Soundtrack album by A. R. Rahman
- Released: 8 May 2002
- Genre: Feature film soundtrack
- Length: 41:55
- Label: Tips
- Producer: A. R. Rahman

A. R. Rahman chronology
| Parasuram (2003) | The Legend of Bhagat Singh (Original Motion Picture Soundtrack) (2002) | Warriors of Heaven and Earth (2003) |

= The Legend of Bhagat Singh (soundtrack) =

The Legend of Bhagat Singh (Original Motion Picture Soundtrack) is the soundtrack album to the 2002 film of the same name directed by Rajkumar Santoshi based on the life of Indian revolutionary Bhagat Singh and starred Ajay Devgan as Singh. A. R. Rahman composed the film's musical score and soundtrack, which featured eight songs written by Sameer and an adaptation of the Urdu poem "Sarfaroshi Ki Tamanna" penned by Bismil Azimabadi; most of the album featured slow-paced tunes. The album was released through Tips on 8 May 2002 to positive reviews, and Rahman won the Filmfare Award for Best Background Score and the Zee Cine Award for Best Background Music.

GIVEN RECORDS:

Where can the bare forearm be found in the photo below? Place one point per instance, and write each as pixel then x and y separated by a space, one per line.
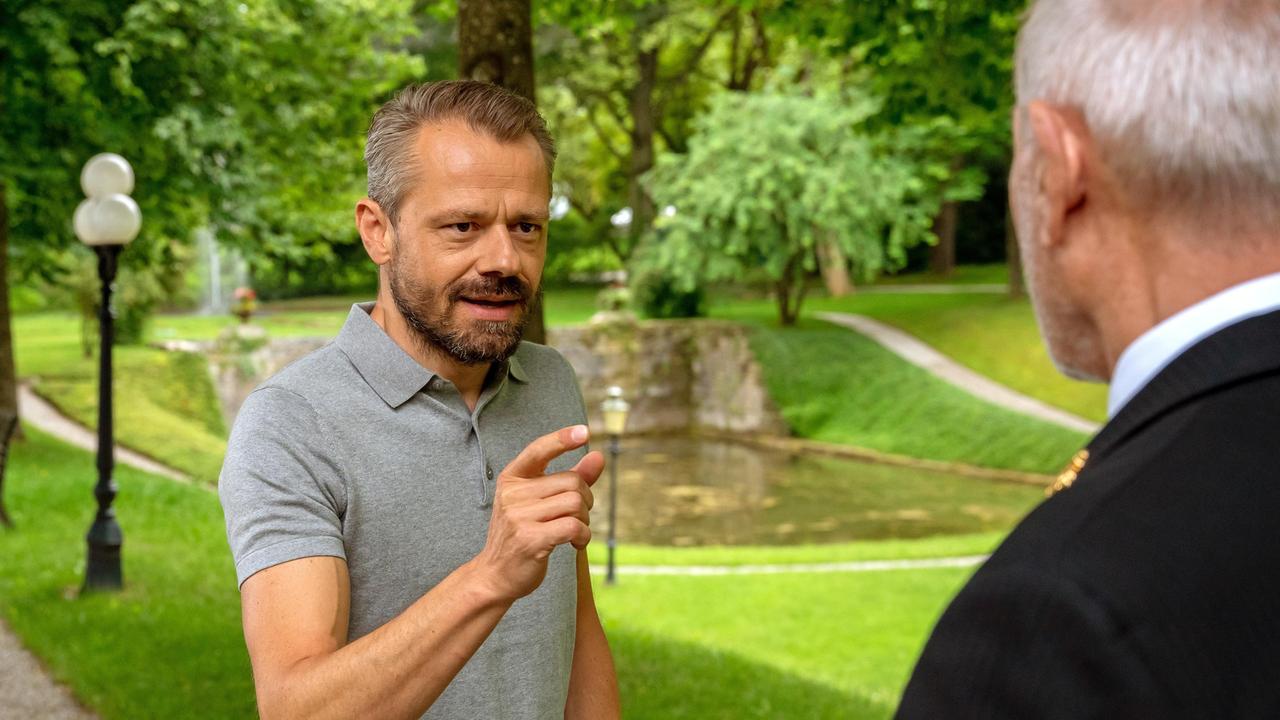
pixel 593 687
pixel 593 692
pixel 400 669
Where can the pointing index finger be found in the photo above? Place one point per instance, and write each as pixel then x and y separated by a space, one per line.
pixel 538 455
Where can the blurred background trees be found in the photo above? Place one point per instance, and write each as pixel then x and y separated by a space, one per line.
pixel 877 130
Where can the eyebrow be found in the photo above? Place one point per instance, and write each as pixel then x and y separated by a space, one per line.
pixel 458 214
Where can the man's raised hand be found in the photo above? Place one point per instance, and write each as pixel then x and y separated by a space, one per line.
pixel 533 513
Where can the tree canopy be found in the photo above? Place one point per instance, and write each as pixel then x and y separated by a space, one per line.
pixel 773 177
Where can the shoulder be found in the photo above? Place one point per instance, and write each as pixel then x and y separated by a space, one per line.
pixel 312 372
pixel 542 361
pixel 1020 641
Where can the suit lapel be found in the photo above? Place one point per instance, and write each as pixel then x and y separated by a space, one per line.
pixel 1237 352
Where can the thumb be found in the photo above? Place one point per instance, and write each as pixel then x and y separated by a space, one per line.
pixel 590 466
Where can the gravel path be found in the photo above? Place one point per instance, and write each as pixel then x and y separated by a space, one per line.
pixel 26 688
pixel 37 411
pixel 27 691
pixel 917 352
pixel 856 566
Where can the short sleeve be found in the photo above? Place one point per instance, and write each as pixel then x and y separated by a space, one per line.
pixel 282 486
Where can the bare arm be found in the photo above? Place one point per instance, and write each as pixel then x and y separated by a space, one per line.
pixel 296 614
pixel 593 684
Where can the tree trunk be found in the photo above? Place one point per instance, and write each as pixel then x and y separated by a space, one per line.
pixel 942 256
pixel 835 269
pixel 496 44
pixel 643 128
pixel 1014 255
pixel 790 291
pixel 8 372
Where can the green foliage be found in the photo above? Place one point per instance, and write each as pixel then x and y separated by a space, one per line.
pixel 242 117
pixel 769 177
pixel 135 296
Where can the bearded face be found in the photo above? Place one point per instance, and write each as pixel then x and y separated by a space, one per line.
pixel 440 320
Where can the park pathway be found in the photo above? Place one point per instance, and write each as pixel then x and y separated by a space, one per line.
pixel 26 688
pixel 37 411
pixel 782 569
pixel 922 355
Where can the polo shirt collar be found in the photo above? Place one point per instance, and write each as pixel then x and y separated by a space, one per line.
pixel 393 374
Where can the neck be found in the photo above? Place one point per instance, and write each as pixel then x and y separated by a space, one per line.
pixel 467 378
pixel 1160 269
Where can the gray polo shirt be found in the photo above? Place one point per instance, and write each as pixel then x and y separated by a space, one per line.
pixel 357 451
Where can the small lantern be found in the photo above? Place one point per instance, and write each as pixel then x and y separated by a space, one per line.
pixel 615 409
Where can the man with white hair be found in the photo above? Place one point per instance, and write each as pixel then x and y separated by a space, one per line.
pixel 1146 192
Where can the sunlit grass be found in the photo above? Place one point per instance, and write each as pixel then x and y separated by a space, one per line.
pixel 170 646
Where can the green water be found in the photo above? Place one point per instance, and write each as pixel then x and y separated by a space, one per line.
pixel 680 491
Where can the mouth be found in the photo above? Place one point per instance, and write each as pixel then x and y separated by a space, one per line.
pixel 492 306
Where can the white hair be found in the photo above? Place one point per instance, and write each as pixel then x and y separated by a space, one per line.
pixel 1182 96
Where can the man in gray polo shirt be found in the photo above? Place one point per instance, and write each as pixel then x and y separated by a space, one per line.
pixel 408 506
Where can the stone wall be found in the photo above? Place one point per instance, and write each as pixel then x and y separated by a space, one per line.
pixel 679 376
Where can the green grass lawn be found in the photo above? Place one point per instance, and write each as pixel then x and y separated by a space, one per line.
pixel 991 273
pixel 836 386
pixel 936 546
pixel 992 335
pixel 164 401
pixel 169 646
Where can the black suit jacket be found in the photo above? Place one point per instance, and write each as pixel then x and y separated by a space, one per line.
pixel 1151 587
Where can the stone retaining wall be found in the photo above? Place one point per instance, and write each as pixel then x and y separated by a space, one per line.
pixel 680 376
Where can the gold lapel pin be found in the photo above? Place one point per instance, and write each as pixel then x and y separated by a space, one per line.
pixel 1068 477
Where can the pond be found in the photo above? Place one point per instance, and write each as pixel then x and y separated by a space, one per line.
pixel 682 491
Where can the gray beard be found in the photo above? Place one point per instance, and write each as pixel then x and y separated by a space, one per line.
pixel 475 343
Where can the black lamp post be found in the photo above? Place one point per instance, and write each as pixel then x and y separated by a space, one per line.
pixel 615 410
pixel 106 222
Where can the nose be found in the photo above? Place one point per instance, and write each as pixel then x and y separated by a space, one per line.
pixel 498 254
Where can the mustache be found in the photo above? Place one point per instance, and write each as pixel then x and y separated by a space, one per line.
pixel 507 288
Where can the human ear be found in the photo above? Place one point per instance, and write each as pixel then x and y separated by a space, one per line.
pixel 1061 141
pixel 375 231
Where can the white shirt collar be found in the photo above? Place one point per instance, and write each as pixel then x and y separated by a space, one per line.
pixel 1159 346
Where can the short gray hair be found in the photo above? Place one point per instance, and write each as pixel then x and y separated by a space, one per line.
pixel 1183 96
pixel 484 106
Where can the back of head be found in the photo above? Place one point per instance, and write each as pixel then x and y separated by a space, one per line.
pixel 1182 98
pixel 485 108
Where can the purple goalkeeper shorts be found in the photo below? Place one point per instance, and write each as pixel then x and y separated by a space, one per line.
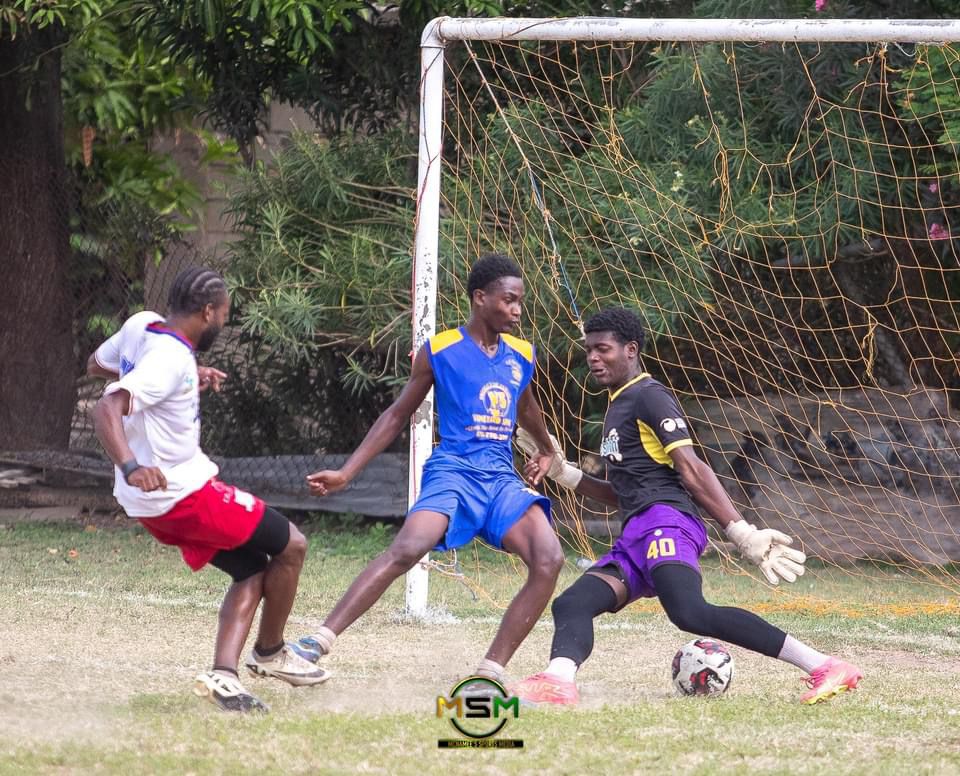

WRITTEN TASKS:
1) Name every person mentioned in the soundtrack text.
2) Please transcribe the lines of the records starting at the line that contains "Where can the pointing" and ending at the line that contains "pixel 590 466", with both of those lines included.
The soundtrack text and the records were taken from unrelated sources.

SOLUTIONS TO THE EXERCISE:
1)
A. R. Rahman
Rajkumar Santoshi
Bhagat Singh
Ajay Devgan
Sameer
Bismil Azimabadi

2)
Where can the pointing index finger be found in the photo above? Place one point per instance, and write each as pixel then x and y separated by a space, one per line.
pixel 538 455
Where can the blurred background trees be found in the photo above? Place one point per instance, and write each as pixel then x and y separated by a space, one per line.
pixel 877 130
Where can the eyebrow be found in the photo above? Place one point per instance, and write each as pixel then x and y separated by a space, one per line.
pixel 458 214
Where can the man's raised hand be found in the photo above? Place one point per instance, and write each as pixel then x and y separated by a space, one per line.
pixel 533 513
Where can the tree canopy be found in the photo above? Place one point per instance, and write each as pixel then x and y separated by a space, one per line.
pixel 773 177
Where can the shoulder be found in the photo above? Place one point per instance, and write each as pixel then x and y separated by a space, one per line.
pixel 312 372
pixel 542 361
pixel 1020 641
Where can the suit lapel be found in the photo above? Place one point per instance, and write each as pixel then x and y separated by a space, one per line.
pixel 1237 352
Where can the thumb be found in the photo above? Place one point per instance, and write each as pixel then x and y separated by a space, one per line.
pixel 590 466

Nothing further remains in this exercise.